■ **EXERCISE INPUTS**
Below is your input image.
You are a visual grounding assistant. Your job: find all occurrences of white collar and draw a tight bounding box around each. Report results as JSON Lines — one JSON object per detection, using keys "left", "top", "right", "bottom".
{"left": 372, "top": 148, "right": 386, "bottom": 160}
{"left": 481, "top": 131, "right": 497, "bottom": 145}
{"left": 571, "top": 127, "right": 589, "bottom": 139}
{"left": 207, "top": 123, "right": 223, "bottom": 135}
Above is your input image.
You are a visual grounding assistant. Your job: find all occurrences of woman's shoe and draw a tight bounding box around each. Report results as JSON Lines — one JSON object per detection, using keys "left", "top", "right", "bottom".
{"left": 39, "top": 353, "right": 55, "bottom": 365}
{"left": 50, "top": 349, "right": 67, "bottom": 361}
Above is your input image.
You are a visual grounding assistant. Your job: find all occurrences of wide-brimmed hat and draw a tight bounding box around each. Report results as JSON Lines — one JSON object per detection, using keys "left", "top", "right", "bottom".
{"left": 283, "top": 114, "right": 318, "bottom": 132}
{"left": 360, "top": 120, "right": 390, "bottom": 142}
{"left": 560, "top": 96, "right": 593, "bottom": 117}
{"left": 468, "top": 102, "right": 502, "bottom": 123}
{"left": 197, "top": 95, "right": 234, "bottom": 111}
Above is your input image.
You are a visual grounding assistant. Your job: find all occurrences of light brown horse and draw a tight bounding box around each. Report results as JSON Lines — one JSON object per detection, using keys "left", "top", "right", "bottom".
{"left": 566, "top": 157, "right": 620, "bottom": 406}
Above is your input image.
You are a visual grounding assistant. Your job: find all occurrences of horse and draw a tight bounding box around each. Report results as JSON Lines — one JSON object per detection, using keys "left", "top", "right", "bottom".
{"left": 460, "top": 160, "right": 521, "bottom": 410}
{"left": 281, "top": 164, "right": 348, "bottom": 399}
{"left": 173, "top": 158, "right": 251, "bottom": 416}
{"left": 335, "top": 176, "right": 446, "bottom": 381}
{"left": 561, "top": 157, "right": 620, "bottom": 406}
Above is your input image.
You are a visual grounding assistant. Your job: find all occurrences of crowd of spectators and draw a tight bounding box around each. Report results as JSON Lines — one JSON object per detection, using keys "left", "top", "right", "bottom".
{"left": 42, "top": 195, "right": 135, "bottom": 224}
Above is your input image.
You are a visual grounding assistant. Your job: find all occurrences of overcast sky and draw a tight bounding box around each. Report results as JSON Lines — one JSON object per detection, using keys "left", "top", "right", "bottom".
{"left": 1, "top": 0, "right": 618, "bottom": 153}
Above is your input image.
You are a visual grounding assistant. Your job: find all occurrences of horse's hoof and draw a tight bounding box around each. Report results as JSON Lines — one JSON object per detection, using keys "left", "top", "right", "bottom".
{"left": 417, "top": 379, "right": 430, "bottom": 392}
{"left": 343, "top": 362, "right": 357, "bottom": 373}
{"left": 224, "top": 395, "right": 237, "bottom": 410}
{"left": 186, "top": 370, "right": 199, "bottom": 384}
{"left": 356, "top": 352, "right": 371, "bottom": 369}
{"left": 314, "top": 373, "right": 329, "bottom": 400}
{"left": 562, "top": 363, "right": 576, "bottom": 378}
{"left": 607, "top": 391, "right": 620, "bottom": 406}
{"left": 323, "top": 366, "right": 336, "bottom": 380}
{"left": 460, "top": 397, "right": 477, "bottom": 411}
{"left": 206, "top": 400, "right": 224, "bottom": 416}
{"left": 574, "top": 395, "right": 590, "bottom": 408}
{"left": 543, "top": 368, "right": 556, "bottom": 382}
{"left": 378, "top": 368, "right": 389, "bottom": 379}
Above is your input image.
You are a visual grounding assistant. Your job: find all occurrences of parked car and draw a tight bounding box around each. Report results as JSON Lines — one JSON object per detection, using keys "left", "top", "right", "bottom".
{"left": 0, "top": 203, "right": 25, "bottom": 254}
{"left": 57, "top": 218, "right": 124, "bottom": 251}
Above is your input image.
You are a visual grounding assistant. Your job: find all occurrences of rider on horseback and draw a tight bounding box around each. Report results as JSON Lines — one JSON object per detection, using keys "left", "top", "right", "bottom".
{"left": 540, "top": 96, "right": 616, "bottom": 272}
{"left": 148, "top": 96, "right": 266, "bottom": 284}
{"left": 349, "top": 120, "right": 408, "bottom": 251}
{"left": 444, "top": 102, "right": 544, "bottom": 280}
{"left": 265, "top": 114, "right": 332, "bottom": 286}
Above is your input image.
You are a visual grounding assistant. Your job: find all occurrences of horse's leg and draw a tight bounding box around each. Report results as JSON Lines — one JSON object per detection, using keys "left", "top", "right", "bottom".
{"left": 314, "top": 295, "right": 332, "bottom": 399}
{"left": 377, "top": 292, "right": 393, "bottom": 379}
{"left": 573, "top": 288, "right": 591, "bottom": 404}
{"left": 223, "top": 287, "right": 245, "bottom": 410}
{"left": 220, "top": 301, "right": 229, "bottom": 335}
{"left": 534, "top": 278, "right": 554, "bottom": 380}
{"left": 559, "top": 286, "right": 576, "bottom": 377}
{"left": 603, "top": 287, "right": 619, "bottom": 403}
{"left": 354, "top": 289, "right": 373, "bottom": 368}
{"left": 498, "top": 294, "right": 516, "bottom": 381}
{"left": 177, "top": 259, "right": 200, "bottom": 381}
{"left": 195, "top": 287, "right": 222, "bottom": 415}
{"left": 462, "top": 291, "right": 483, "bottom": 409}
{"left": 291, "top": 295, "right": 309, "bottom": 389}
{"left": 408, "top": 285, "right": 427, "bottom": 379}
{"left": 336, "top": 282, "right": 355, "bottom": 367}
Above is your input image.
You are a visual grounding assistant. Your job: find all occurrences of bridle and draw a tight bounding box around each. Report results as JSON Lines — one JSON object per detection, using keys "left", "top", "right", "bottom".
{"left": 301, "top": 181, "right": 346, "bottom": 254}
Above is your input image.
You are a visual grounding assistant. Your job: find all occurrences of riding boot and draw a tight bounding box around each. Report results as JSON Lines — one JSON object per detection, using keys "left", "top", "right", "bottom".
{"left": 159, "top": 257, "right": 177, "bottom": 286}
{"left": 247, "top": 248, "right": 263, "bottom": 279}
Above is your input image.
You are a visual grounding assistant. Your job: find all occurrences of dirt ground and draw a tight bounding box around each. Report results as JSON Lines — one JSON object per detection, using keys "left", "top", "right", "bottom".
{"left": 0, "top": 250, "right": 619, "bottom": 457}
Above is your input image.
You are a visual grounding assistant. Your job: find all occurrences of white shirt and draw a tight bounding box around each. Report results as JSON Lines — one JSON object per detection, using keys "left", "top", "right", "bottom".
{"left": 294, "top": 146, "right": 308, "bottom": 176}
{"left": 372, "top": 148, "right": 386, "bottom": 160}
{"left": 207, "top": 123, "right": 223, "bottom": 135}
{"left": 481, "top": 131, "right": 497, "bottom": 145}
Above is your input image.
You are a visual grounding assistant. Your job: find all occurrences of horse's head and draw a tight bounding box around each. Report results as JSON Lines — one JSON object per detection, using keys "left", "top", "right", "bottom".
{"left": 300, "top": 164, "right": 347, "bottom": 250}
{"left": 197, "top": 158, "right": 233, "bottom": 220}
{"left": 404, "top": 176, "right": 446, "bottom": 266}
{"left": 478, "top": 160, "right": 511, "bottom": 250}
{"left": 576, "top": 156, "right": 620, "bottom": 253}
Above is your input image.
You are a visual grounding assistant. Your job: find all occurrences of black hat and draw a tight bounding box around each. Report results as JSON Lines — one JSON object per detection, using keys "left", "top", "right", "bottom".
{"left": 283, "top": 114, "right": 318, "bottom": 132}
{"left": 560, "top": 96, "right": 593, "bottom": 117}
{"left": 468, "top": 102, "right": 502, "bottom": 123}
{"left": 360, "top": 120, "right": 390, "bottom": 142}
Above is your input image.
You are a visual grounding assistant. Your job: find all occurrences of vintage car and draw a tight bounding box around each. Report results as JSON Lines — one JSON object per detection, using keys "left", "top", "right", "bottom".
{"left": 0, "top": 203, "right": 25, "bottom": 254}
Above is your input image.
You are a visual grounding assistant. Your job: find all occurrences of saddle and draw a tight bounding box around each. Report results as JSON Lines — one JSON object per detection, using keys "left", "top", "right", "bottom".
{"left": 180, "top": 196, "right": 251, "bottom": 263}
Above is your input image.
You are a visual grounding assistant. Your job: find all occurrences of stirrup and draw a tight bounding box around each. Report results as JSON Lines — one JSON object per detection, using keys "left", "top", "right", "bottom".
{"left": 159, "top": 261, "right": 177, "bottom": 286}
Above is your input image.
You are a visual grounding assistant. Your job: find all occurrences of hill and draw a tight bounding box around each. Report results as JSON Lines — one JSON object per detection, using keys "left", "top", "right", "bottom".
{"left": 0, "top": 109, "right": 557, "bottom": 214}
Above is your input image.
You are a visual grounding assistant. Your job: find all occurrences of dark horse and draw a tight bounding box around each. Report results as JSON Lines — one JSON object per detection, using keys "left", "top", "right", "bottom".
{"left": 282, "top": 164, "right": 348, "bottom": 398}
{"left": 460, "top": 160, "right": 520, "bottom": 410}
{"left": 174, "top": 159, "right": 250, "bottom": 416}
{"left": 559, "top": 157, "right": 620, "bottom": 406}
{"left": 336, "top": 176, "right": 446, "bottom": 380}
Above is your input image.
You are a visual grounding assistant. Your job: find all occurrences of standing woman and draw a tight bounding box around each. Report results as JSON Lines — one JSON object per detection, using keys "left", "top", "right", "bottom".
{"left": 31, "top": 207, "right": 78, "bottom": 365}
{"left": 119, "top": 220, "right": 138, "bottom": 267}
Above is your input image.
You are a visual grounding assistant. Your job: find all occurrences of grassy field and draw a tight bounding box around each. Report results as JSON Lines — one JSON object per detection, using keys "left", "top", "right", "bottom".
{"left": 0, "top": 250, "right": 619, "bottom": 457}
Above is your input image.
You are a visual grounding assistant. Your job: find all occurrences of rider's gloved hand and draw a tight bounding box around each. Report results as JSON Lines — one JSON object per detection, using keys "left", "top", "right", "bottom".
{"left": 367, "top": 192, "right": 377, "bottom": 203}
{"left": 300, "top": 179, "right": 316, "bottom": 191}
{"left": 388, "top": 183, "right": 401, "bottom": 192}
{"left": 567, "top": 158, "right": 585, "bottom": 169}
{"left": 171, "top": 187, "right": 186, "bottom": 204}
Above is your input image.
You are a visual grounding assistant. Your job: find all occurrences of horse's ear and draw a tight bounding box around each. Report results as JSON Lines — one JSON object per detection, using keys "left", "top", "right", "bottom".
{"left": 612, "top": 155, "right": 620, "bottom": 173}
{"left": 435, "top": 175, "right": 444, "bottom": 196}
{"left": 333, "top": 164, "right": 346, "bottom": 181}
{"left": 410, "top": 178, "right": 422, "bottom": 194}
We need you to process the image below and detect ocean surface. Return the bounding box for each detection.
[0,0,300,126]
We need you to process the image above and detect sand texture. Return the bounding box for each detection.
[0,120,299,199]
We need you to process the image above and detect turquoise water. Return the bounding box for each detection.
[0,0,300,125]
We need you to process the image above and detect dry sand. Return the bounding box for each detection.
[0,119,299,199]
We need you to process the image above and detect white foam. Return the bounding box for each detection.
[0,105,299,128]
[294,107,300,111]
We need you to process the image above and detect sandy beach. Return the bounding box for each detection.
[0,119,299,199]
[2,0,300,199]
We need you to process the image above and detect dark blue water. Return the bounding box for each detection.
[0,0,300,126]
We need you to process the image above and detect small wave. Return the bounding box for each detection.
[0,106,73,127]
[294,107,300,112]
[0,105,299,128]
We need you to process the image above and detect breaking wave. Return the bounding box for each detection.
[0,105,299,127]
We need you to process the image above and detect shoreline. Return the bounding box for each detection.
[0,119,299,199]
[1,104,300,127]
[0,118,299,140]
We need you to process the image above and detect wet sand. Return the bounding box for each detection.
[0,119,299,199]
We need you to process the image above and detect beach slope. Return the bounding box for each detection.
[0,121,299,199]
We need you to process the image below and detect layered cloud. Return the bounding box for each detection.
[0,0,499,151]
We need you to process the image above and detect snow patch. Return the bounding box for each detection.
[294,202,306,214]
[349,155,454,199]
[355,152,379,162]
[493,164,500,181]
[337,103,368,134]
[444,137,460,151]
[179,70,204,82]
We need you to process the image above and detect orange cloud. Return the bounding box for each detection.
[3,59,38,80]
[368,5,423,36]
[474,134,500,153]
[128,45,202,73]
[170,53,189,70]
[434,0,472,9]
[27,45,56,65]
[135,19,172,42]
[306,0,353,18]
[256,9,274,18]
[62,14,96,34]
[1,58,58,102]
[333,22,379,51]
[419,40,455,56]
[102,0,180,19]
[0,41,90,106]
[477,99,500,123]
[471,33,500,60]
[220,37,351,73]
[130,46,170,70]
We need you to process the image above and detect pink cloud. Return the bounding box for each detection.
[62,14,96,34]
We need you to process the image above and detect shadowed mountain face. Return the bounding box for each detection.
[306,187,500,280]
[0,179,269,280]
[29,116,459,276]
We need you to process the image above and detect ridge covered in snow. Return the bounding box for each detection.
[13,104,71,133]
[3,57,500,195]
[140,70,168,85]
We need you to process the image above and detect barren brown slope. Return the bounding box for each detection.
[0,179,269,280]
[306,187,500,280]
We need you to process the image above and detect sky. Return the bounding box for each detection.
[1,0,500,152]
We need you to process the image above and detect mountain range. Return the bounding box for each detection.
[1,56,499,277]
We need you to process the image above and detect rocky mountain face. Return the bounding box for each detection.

■ **WORK REQUEST**
Copy out the lines beginning at the one that contains "We need you to process the image above and detect ridge". Stop at the final line of the data, and include it.

■ **SOLUTION FOR THIS PROBLEM**
We need you to process the image above and detect ridge covered in snow. Return the bounding box for each detection.
[13,104,71,133]
[3,57,500,195]
[140,70,168,85]
We need you to process the image above and detect barren brown slope. Return the bounding box for each detection.
[0,179,269,280]
[306,187,500,280]
We need you to process the image above and detect sky. Return the bounding box for each detection.
[1,0,500,152]
We need you to process the image above and detect mountain range. Return the bounding box for each detection.
[1,56,499,277]
We need you to process the image above and detect rocky mountain face. Return the bounding box for each detection.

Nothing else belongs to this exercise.